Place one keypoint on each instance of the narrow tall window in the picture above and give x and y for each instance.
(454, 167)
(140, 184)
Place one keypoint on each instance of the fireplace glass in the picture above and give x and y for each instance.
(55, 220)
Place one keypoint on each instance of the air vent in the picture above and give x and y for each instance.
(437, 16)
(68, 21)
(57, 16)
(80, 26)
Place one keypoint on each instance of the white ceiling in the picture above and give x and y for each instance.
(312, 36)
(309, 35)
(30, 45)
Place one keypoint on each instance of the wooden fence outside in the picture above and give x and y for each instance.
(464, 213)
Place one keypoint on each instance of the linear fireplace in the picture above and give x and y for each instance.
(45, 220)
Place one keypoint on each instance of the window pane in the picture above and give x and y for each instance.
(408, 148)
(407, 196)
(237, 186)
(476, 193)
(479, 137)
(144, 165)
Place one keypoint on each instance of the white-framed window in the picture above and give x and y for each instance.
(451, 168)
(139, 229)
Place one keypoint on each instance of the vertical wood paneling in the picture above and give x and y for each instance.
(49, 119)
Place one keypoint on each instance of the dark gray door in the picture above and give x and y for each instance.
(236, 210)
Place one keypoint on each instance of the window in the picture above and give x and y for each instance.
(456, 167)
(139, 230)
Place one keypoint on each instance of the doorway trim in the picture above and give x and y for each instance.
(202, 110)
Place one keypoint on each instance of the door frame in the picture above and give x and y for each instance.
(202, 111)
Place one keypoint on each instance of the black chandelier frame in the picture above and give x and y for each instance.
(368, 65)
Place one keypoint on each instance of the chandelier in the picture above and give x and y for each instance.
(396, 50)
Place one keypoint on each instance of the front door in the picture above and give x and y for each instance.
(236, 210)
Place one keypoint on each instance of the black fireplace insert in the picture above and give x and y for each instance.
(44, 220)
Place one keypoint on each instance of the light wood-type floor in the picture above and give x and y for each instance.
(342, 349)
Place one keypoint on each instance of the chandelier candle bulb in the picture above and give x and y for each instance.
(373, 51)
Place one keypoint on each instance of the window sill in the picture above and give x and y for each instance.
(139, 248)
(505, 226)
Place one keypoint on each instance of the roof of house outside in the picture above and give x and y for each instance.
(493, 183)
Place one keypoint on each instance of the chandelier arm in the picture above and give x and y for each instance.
-*-
TASK GOAL:
Retype, without changes, the lines from the line holding "Place one keypoint on each instance of the window pane" to the end of the data, both ends included.

ANSWER SPACE:
Place one keypoint on each instance of the window pane in the picture above and give x and y for each instance.
(408, 148)
(407, 196)
(237, 186)
(476, 193)
(479, 137)
(144, 165)
Place one keypoint on each instance of the white-framed window in the picture above and give x and y for each instance.
(451, 168)
(139, 229)
Place one keypoint on each instance of the vertical wood paneling in the picture above and give x and y for each instance.
(49, 119)
Place one keypoint on each instance of the dark gray door in the picture above and give x and y for each instance.
(236, 210)
Place one keypoint on each instance of the window in the picture above and give x and y for each instance.
(456, 167)
(139, 230)
Place one keypoint on each instance of the doorway trim in the picture above and give x and y for each instance.
(202, 110)
Place one keypoint on each instance of the door frame in the picture above and give x and y for each instance.
(202, 111)
Place one keypoint on each instance of the black chandelier frame in the picture above and give x and y for each instance.
(368, 65)
Place one keypoint on each instance of the chandelier in the picture above and give x and y for each instance.
(396, 50)
Place one keypoint on each instance of the front door in the picture above and give x and y for each instance.
(236, 210)
Place one keypoint on each instance of the black fireplace insert in the picture above and give x and y for each instance.
(44, 220)
Place one keypoint on each instance of the light wood-type floor in the picture above and give x and y for each instance.
(342, 349)
Place one keypoint on each instance of the chandelier candle bulb in the picture above and give x and y for each instance.
(373, 51)
Place one keypoint on each instance of the window sill in the picture above and give x and y for each instance.
(139, 248)
(505, 226)
Place one keypoint on each instance of the roof of house outside in the picture above and give x and y for each instance.
(493, 183)
Place one keypoint on each instance of the chandelier arm in the picture above and give x and y for each instance.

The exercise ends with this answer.